- **Problem description**:
Copy out exactly the lines from the line containing "Point to the distant" to the end of the listing.

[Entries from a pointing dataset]
-- -- --
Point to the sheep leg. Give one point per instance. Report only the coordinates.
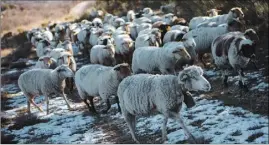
(92, 105)
(65, 99)
(87, 104)
(241, 81)
(118, 104)
(108, 106)
(47, 100)
(130, 120)
(184, 127)
(33, 102)
(164, 129)
(28, 106)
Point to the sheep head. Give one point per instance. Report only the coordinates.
(64, 71)
(122, 70)
(192, 79)
(237, 13)
(252, 35)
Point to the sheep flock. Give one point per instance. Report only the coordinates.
(147, 62)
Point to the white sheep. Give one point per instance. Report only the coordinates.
(233, 50)
(97, 23)
(95, 34)
(180, 27)
(213, 12)
(234, 13)
(130, 16)
(143, 94)
(47, 82)
(98, 80)
(173, 35)
(150, 37)
(41, 47)
(124, 47)
(205, 36)
(103, 54)
(151, 59)
(45, 62)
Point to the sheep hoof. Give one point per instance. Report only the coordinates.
(104, 111)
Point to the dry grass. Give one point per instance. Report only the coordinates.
(6, 52)
(25, 15)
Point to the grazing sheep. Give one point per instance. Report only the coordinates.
(234, 13)
(124, 48)
(205, 36)
(95, 34)
(173, 35)
(97, 80)
(213, 12)
(45, 62)
(168, 18)
(150, 59)
(148, 37)
(144, 93)
(233, 50)
(66, 45)
(180, 27)
(103, 54)
(41, 47)
(130, 15)
(97, 23)
(45, 82)
(67, 59)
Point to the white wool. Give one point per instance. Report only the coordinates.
(45, 62)
(97, 22)
(148, 59)
(123, 44)
(205, 36)
(220, 19)
(143, 94)
(168, 18)
(102, 54)
(103, 81)
(173, 35)
(47, 82)
(180, 27)
(130, 15)
(95, 34)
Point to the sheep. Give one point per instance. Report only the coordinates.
(173, 35)
(163, 27)
(83, 37)
(124, 47)
(98, 80)
(168, 18)
(67, 45)
(105, 39)
(41, 47)
(95, 34)
(233, 50)
(103, 54)
(153, 38)
(46, 62)
(205, 36)
(143, 94)
(234, 13)
(97, 23)
(45, 82)
(67, 59)
(213, 12)
(180, 27)
(150, 59)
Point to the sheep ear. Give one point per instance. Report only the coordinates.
(117, 68)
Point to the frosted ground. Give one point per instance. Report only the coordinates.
(214, 120)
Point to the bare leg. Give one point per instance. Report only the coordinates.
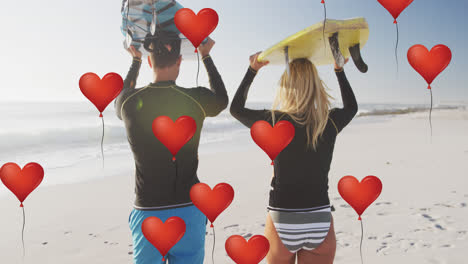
(324, 254)
(278, 253)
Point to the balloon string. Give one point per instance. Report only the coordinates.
(324, 23)
(198, 69)
(430, 114)
(102, 142)
(396, 46)
(362, 236)
(214, 243)
(175, 180)
(22, 232)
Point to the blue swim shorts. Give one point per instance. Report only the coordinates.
(190, 249)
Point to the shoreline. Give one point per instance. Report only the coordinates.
(420, 217)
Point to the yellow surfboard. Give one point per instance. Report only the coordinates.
(309, 43)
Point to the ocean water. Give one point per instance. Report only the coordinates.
(62, 136)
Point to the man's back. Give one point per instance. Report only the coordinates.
(159, 181)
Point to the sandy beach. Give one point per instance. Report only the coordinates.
(420, 217)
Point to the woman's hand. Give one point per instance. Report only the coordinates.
(255, 64)
(338, 68)
(134, 52)
(205, 49)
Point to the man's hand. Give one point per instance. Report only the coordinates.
(255, 64)
(205, 49)
(134, 52)
(338, 68)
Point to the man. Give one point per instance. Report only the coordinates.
(162, 185)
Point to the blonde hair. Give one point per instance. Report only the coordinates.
(302, 95)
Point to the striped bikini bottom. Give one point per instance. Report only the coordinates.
(305, 229)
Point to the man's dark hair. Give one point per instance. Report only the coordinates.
(164, 48)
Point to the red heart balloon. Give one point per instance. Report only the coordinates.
(163, 236)
(212, 202)
(101, 92)
(360, 194)
(429, 64)
(272, 140)
(251, 252)
(174, 135)
(395, 7)
(21, 182)
(196, 27)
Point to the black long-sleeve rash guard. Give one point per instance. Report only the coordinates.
(161, 183)
(301, 174)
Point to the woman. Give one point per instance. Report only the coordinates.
(299, 222)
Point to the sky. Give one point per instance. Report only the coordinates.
(46, 46)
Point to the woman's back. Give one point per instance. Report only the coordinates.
(301, 170)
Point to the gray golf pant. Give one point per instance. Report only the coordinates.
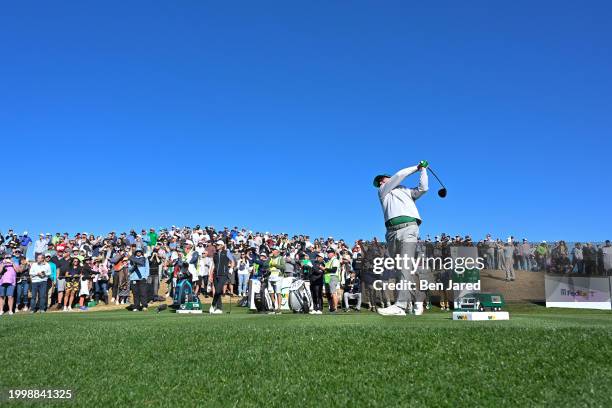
(403, 242)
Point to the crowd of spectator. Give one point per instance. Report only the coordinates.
(71, 272)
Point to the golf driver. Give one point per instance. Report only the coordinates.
(442, 191)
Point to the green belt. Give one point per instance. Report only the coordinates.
(402, 219)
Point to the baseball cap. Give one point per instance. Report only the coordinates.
(378, 178)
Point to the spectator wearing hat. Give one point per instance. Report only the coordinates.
(277, 268)
(40, 245)
(332, 279)
(352, 291)
(402, 220)
(244, 268)
(22, 268)
(39, 274)
(121, 281)
(155, 271)
(24, 242)
(72, 276)
(8, 280)
(316, 283)
(223, 262)
(52, 277)
(139, 272)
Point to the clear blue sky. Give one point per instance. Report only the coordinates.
(277, 115)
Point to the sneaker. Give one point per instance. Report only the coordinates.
(418, 308)
(392, 311)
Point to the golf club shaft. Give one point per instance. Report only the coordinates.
(437, 178)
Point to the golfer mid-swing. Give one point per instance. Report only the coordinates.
(402, 220)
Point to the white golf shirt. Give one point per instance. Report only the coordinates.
(397, 200)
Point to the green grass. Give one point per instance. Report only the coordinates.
(540, 357)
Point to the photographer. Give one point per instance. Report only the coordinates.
(8, 278)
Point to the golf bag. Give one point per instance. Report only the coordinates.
(259, 296)
(183, 293)
(300, 299)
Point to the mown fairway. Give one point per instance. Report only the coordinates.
(118, 358)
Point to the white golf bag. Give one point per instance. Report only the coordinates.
(259, 296)
(300, 299)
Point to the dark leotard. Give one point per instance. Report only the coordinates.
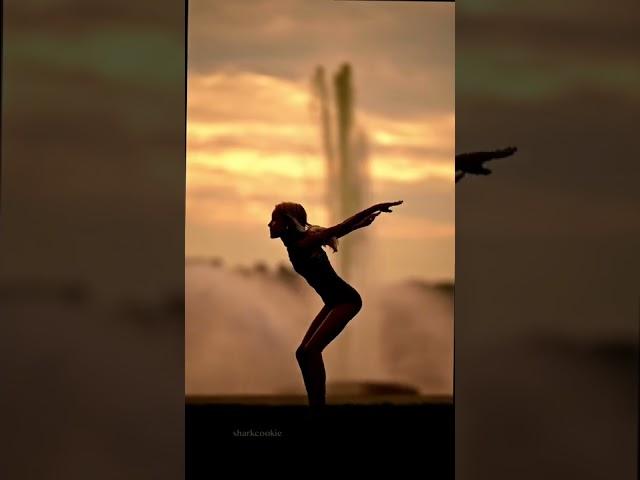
(314, 266)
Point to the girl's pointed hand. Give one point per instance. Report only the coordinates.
(385, 207)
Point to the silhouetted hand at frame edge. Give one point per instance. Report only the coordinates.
(385, 207)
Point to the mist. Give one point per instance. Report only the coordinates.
(243, 326)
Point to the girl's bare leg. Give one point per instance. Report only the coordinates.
(309, 354)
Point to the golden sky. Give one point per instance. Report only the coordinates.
(253, 140)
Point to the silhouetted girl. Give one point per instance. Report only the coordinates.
(342, 302)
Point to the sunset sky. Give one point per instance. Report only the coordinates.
(253, 141)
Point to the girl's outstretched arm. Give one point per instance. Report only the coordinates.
(359, 220)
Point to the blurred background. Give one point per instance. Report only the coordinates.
(547, 264)
(334, 105)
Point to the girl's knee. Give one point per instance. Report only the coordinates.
(304, 353)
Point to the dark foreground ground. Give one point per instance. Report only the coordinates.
(370, 429)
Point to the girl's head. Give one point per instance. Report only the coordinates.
(291, 218)
(287, 217)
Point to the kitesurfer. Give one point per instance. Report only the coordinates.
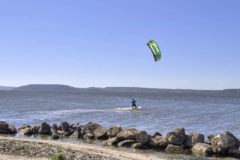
(134, 106)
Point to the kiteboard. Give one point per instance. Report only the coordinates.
(129, 109)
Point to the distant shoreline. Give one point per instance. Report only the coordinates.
(62, 87)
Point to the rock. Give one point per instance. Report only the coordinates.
(234, 152)
(35, 129)
(112, 141)
(25, 130)
(173, 149)
(113, 131)
(192, 139)
(44, 128)
(54, 126)
(89, 136)
(228, 133)
(210, 137)
(129, 134)
(180, 131)
(4, 127)
(156, 134)
(91, 126)
(139, 146)
(77, 133)
(55, 136)
(125, 143)
(158, 143)
(65, 126)
(142, 137)
(177, 137)
(12, 129)
(77, 127)
(101, 133)
(202, 149)
(54, 129)
(221, 143)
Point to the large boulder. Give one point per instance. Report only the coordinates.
(158, 142)
(228, 133)
(25, 130)
(173, 149)
(101, 133)
(55, 136)
(113, 131)
(156, 134)
(91, 126)
(202, 149)
(4, 127)
(192, 139)
(65, 126)
(125, 143)
(77, 133)
(12, 129)
(112, 141)
(54, 129)
(176, 137)
(234, 152)
(44, 128)
(88, 135)
(221, 143)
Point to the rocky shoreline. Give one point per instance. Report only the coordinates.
-- -- --
- **Solution**:
Point to the distant shoreline. Give one point per instance. Report only the coordinates.
(62, 87)
Point to the rock. Give one point per instance. Report only the coordinates.
(234, 152)
(35, 129)
(112, 141)
(25, 130)
(173, 149)
(113, 131)
(192, 139)
(44, 128)
(54, 126)
(89, 136)
(228, 133)
(210, 137)
(129, 134)
(180, 131)
(4, 127)
(156, 134)
(91, 126)
(139, 146)
(77, 133)
(55, 136)
(125, 143)
(158, 143)
(65, 126)
(142, 137)
(177, 137)
(12, 129)
(77, 127)
(101, 133)
(202, 149)
(54, 129)
(221, 143)
Point to the large boulder. Give one point per instance. Report only the coordinates.
(158, 142)
(228, 133)
(25, 130)
(173, 149)
(101, 133)
(55, 136)
(113, 131)
(156, 134)
(91, 126)
(202, 149)
(4, 127)
(192, 139)
(65, 126)
(125, 143)
(77, 133)
(12, 129)
(112, 141)
(54, 129)
(176, 137)
(234, 152)
(44, 128)
(88, 135)
(221, 143)
Point to the rocky shoreline. Give one point per instance. Report only the coordinates.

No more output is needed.